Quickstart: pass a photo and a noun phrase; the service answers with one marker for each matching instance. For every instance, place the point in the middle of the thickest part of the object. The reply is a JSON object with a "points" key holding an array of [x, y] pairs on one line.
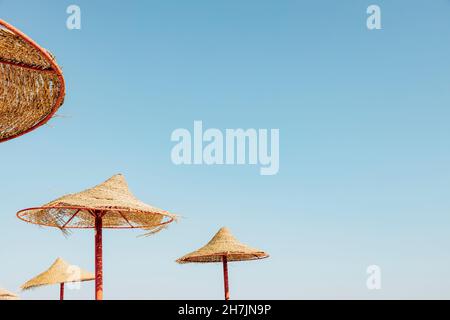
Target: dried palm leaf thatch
{"points": [[6, 295], [59, 272], [31, 84], [223, 244], [112, 200]]}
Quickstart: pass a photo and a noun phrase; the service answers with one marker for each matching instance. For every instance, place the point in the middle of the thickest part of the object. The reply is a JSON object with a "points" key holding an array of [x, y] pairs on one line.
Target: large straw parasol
{"points": [[223, 247], [31, 84], [6, 295], [109, 205], [60, 273]]}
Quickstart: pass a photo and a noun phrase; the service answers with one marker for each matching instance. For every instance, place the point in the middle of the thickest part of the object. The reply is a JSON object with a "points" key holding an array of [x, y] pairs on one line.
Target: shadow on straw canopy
{"points": [[32, 85]]}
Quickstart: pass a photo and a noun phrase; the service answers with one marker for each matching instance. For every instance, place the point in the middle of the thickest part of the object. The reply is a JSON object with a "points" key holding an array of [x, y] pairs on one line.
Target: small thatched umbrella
{"points": [[109, 205], [6, 295], [223, 247], [60, 273], [31, 84]]}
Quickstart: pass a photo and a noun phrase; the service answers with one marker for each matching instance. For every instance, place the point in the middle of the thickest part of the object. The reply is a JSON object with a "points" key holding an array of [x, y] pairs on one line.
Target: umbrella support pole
{"points": [[61, 291], [225, 277], [98, 257]]}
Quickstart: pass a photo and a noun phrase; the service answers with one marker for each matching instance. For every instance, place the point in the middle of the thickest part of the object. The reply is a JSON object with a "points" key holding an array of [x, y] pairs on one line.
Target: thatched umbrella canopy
{"points": [[6, 295], [109, 205], [223, 247], [60, 272], [31, 84]]}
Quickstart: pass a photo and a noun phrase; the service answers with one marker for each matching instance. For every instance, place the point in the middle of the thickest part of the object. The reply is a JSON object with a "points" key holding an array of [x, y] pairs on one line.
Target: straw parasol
{"points": [[109, 205], [6, 295], [32, 85], [223, 247], [60, 273]]}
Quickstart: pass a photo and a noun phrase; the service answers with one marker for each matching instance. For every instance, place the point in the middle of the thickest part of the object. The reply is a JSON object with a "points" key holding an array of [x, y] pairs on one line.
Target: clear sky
{"points": [[364, 145]]}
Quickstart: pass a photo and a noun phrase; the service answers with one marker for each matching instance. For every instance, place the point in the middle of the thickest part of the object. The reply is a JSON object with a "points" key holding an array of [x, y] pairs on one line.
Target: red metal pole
{"points": [[98, 257], [225, 277], [61, 291]]}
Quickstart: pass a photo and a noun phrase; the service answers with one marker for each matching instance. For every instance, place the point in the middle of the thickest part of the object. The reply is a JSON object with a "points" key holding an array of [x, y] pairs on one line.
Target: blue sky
{"points": [[364, 145]]}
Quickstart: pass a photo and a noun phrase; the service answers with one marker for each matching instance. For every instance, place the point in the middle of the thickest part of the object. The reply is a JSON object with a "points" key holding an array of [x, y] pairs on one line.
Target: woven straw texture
{"points": [[59, 272], [6, 295], [223, 244], [112, 199], [31, 84]]}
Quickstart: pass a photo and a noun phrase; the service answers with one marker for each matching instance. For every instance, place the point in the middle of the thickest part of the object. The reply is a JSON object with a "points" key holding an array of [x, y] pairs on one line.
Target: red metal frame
{"points": [[21, 213], [98, 256], [225, 277], [61, 291], [55, 69]]}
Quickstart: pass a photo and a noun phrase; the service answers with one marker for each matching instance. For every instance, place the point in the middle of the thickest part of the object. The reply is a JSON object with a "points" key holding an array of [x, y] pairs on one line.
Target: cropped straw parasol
{"points": [[109, 205], [223, 247], [60, 273], [32, 85], [6, 295]]}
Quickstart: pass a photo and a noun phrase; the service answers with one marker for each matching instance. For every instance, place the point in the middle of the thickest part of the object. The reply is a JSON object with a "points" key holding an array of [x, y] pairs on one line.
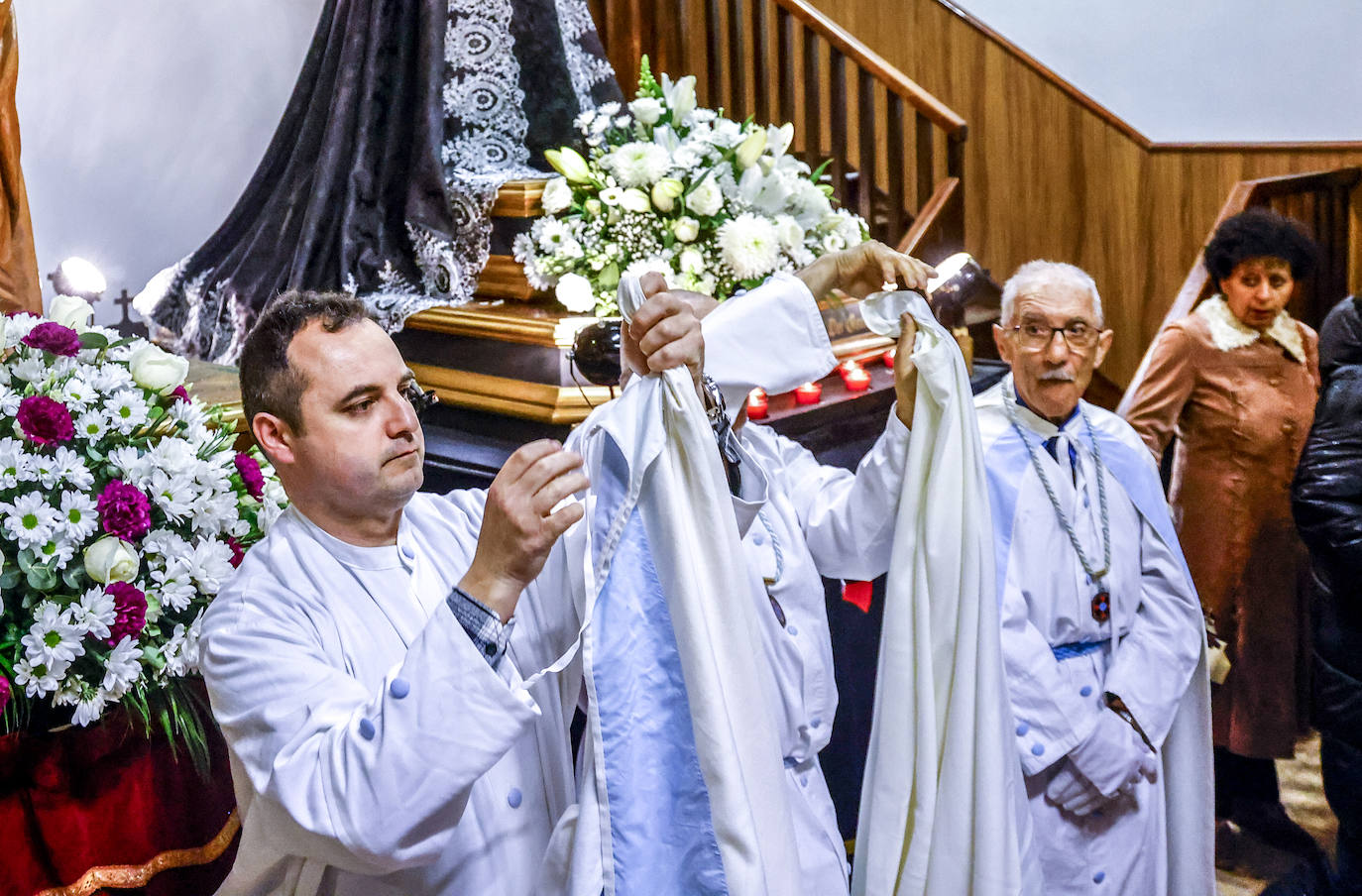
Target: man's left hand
{"points": [[665, 332], [906, 372]]}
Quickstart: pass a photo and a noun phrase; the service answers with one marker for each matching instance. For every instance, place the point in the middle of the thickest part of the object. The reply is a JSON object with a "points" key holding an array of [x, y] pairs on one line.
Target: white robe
{"points": [[1154, 666], [818, 520], [367, 732]]}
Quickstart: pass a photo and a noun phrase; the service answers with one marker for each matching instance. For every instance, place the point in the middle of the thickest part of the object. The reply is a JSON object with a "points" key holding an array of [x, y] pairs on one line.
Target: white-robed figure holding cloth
{"points": [[1102, 632]]}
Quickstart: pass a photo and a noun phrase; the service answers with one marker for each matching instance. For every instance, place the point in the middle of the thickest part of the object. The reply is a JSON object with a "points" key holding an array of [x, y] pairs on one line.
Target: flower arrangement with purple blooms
{"points": [[669, 186], [123, 508]]}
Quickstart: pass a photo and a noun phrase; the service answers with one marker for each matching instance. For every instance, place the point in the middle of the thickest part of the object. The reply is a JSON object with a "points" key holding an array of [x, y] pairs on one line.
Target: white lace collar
{"points": [[1229, 332]]}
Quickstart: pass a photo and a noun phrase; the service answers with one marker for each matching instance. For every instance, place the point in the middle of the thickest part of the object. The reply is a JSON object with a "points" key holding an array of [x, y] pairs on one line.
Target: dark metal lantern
{"points": [[596, 352]]}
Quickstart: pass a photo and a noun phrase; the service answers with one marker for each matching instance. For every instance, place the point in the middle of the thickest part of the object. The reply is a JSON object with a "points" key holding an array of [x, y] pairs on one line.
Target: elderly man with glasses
{"points": [[1102, 632]]}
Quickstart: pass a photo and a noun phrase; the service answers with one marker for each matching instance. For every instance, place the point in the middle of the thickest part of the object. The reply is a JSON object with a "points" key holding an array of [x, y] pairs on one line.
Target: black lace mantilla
{"points": [[406, 119]]}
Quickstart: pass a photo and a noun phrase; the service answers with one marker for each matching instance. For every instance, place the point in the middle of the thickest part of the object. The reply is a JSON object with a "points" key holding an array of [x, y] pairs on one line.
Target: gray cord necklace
{"points": [[1102, 600]]}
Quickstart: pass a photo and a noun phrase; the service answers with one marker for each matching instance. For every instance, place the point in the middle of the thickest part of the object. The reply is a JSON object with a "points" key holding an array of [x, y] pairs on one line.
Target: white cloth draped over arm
{"points": [[780, 312], [942, 808], [298, 726], [665, 521]]}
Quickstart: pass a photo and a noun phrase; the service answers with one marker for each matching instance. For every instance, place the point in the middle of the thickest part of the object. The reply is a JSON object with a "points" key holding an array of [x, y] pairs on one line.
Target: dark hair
{"points": [[267, 382], [1260, 233]]}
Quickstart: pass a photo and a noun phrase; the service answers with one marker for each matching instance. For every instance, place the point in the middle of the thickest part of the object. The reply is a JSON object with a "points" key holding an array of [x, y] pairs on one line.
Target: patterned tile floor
{"points": [[1304, 800]]}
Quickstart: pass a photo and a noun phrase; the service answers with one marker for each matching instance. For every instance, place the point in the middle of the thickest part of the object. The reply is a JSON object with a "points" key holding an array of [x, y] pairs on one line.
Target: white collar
{"points": [[1229, 332]]}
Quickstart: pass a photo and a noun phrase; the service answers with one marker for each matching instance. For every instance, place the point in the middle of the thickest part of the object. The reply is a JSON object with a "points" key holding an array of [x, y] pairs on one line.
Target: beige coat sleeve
{"points": [[1165, 390]]}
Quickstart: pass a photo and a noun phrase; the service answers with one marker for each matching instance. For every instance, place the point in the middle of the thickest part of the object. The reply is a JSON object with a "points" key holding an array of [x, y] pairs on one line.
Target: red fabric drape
{"points": [[106, 796]]}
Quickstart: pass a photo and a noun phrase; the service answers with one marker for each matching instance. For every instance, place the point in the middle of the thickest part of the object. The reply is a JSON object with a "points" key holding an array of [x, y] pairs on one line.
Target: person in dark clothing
{"points": [[1326, 504]]}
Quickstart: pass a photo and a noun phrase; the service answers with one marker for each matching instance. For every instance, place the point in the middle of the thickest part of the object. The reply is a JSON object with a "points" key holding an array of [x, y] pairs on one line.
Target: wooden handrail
{"points": [[1321, 202], [891, 143], [939, 113]]}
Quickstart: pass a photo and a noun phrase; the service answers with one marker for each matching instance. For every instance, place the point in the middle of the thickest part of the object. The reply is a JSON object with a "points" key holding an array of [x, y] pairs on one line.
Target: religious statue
{"points": [[404, 121]]}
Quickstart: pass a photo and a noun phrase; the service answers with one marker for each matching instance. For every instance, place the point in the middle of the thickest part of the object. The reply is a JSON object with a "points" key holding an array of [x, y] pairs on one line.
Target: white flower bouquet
{"points": [[123, 508], [714, 204]]}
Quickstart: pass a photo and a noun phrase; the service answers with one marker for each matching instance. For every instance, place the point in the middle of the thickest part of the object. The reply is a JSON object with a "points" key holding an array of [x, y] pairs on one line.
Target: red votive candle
{"points": [[856, 380], [808, 393], [757, 404]]}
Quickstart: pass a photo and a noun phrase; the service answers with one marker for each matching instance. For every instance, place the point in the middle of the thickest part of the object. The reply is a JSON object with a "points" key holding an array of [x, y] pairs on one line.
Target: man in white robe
{"points": [[368, 662], [1102, 630], [811, 520], [365, 663]]}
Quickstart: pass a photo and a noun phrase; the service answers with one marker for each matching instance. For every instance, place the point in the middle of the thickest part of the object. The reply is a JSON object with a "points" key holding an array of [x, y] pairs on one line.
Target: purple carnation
{"points": [[239, 553], [124, 510], [131, 608], [46, 421], [251, 476], [54, 338]]}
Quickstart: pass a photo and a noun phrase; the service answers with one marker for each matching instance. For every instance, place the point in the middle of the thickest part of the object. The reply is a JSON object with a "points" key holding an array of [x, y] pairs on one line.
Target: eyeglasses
{"points": [[1078, 335], [421, 400]]}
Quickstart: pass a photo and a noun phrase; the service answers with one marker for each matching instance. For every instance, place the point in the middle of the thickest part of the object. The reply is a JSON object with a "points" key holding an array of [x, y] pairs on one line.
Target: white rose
{"points": [[634, 199], [692, 262], [706, 199], [574, 293], [680, 97], [685, 229], [645, 109], [112, 560], [750, 149], [156, 370], [71, 310], [666, 192], [557, 195]]}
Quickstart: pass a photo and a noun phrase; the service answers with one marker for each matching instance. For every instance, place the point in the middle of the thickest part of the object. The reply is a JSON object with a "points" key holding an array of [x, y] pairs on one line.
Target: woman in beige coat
{"points": [[1235, 382]]}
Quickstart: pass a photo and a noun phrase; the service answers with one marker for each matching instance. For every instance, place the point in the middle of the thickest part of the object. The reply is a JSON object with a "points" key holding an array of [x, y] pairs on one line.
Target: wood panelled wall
{"points": [[1052, 175]]}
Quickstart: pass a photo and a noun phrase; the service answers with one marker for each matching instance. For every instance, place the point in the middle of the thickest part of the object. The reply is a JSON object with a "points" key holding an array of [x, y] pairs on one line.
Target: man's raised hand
{"points": [[663, 334], [519, 524]]}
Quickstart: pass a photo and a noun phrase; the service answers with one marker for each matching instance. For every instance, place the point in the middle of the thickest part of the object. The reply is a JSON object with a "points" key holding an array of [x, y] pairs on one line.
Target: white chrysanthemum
{"points": [[94, 613], [110, 378], [557, 195], [68, 467], [181, 652], [123, 667], [210, 564], [52, 639], [39, 680], [29, 520], [17, 465], [215, 513], [127, 410], [57, 552], [639, 164], [88, 709], [173, 494], [30, 370], [749, 245], [131, 463], [76, 393], [91, 425], [643, 266], [574, 291]]}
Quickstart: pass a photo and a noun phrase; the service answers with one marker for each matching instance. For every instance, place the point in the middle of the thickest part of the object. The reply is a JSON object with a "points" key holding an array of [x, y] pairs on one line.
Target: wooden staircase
{"points": [[896, 152]]}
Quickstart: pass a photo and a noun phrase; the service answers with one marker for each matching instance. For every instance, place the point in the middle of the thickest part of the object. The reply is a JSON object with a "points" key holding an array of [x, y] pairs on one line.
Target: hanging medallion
{"points": [[1102, 607]]}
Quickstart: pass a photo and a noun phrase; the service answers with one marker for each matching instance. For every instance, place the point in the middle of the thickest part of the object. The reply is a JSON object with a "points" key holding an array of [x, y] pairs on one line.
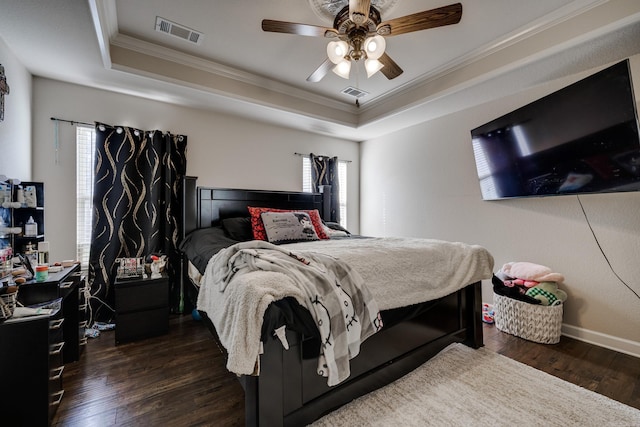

STATED EXERCISE:
Extract from the records above each line that contains the word "straw", reproducing those lines unaltered and in their original order.

SOLUTION TO THIS EXERCISE:
Target: large straw parasol
Target: shadow on straw canopy
Target: straw parasol
Target: woven straw texture
Target: cropped straw parasol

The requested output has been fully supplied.